# Exercise objective
Please reproduce every one of the items below word for word, but leave the pictures out of your answer.

# Entries shown

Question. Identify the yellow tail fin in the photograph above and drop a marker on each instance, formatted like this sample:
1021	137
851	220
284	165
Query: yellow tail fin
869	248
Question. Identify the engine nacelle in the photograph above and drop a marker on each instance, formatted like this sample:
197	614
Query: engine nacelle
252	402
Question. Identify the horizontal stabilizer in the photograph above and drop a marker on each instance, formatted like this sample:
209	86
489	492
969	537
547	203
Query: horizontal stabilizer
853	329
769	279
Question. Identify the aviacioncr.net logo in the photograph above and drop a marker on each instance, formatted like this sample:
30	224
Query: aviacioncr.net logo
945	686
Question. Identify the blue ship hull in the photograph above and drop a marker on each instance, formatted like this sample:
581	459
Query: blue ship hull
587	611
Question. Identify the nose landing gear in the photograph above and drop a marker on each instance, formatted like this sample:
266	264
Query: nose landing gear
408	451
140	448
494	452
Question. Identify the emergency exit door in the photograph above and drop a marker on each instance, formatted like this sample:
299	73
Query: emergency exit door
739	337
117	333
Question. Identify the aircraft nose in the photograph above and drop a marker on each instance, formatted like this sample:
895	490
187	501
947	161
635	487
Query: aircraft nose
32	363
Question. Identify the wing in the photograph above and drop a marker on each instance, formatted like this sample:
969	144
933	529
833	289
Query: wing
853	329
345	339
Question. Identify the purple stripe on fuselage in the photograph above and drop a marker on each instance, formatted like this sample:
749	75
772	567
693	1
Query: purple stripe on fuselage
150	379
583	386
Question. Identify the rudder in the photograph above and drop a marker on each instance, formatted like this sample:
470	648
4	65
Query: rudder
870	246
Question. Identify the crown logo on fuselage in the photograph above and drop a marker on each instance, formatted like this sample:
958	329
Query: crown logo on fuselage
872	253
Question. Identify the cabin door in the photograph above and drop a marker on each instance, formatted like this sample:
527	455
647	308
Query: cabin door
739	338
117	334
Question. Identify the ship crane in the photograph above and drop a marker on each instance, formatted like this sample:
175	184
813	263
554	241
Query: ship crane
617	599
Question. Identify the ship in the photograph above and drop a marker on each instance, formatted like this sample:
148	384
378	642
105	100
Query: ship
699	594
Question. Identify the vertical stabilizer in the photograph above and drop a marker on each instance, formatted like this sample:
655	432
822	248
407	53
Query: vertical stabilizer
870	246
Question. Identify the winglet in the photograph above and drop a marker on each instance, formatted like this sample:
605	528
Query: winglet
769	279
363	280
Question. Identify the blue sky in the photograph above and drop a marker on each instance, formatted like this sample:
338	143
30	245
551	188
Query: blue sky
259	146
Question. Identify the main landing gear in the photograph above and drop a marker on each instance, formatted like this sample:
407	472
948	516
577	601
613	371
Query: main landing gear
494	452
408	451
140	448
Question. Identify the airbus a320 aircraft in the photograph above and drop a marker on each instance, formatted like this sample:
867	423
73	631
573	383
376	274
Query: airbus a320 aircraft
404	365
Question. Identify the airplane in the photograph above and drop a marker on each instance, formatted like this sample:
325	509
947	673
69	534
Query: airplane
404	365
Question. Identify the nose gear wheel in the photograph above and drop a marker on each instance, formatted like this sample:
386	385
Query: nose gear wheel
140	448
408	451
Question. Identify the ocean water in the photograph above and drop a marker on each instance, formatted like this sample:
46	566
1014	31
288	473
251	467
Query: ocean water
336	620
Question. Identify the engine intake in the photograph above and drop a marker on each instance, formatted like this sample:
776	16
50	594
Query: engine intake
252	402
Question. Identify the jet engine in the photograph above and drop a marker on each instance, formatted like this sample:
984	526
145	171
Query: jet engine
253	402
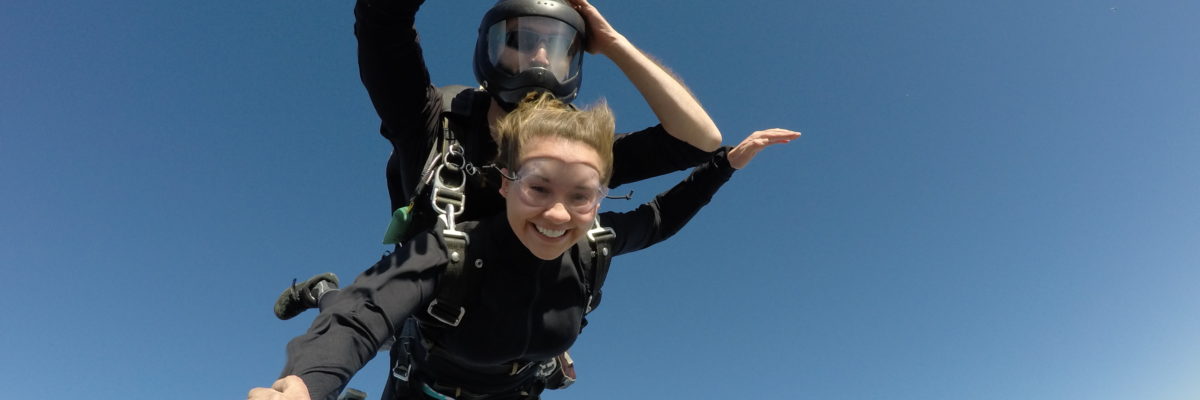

# Solution for this task
Question. Identify the yellow tail fin in the photograph above and drop a marker on each instance, formatted like this sample:
1021	137
851	220
284	165
Query: yellow tail fin
869	248
Question. Identify the engine nacelle in the photograph above and drop a marker on each instance, formatted like this sample:
197	614
Query: engine nacelle
252	402
Question. Identify the horizontal stabilizer in the photograph above and drop a marker on each instance, formatted like this sample:
209	86
489	492
969	537
547	203
Query: horizontal stabilizer
853	329
769	279
Question. Identify the aviacioncr.net logo in the photograph above and drop a marker on each instance, formatted like this sample:
30	224
Query: aviacioncr.net logo
945	686
Question. Identify the blue ship hull in the photograph above and drop a marker on each instance, formatted like this sample:
581	459
Query: blue ship hull
587	611
Question. Identify the nose landing gear in the photograph above and drop a marker on each instance, formatted like this sample:
266	264
Query: nose landing gear
408	451
140	448
494	452
Question. Identify the emergency exit door in the photograph above and drop a marker on each instance, formatted like this sample:
299	73
Query: emergency exit door
739	337
117	333
Question. Identify the aircraft nose in the photograph above and drop a marker on each instance, formatted like this sample:
895	490
187	501
947	161
635	487
Query: aircraft nose
32	363
Question. Identify the wing in the photograph above and drop a marker on each instance, formatted like this sample:
969	144
933	529
833	289
Query: wing
853	329
345	339
Question. Identify the purple stripe on fuselage in the photograph above and drop a marker on each instance, formatted like this sample:
749	75
772	567
693	1
Query: purple stripe on fuselage
150	379
583	386
Question. Identify the rudder in the photograph above and drop a marker on each instance, formatted like this sample:
470	648
4	65
Query: rudder
870	246
Question. Identify the crown logo on fuselage in the photograph above and drop a marker on each instance, formatted like this sample:
958	329
Query: crown logo on fuselage
872	253
Question. Identify the cabin door in the photograph above and drop a marker on each instance, formatted like this sample:
527	455
647	308
Query: cabin door
739	338
117	334
Question. Identify the ship crane in the photograph above and drop a marker on each instance, formatted like this sample:
175	184
813	263
554	241
Query: ship crane
617	599
Question. Identify the ship in the photograph above and drop a marker on each instance, formatted like this sample:
148	384
378	642
105	100
Query: ship
699	594
Question. Identify the vertical stabilizer in the photograph above and drop a marker on each instance, formatted like this sample:
655	432
822	248
407	53
Query: vertical stabilizer
870	246
Question. Identify the winglet in the photograph above and drop a marker on each instance, formatted like this sample:
605	528
Query: winglet
769	279
363	280
Question. Identify the blue sky in the photograph above and drop a marker on each instance, formatted like this sample:
338	143
30	245
551	188
Query: blue sky
259	146
Question. Identify the main landing gear in the photograph above and drop a marker on each instance, formatted like this sample:
407	472
948	516
577	601
613	371
Query: main landing gear
494	452
408	451
140	448
Question. Identify the airbus a320 aircraft in the photograph above and drop a marker on each instance, formatted like this sample:
867	423
73	631
573	383
376	274
Query: airbus a320 aircraft
404	365
Question. Identify the airplane in the photograph above and drop a marker on each instance, formatted like this sample:
325	509
947	673
69	534
Query: airplane
404	365
Question. Identify the nose gear wheel in the photograph above and drop a marker on each instance, formatted like this sample:
386	385
Query: nose gear wheel
140	448
408	451
Question. Identify the ocean water in the photograph above and drop a marker on each instance, formatted like this sample:
46	566
1014	31
288	473
251	467
Query: ocean water
336	620
Question. Identify the engine intake in the photograph above and drop a marker on each instance, formatted like this sample:
776	16
50	594
Query: engine intake
252	402
Question. Identify the jet engine in the photograph above and drop a marker on each instance, formatted like this sample:
984	526
145	171
Query: jet engine
253	402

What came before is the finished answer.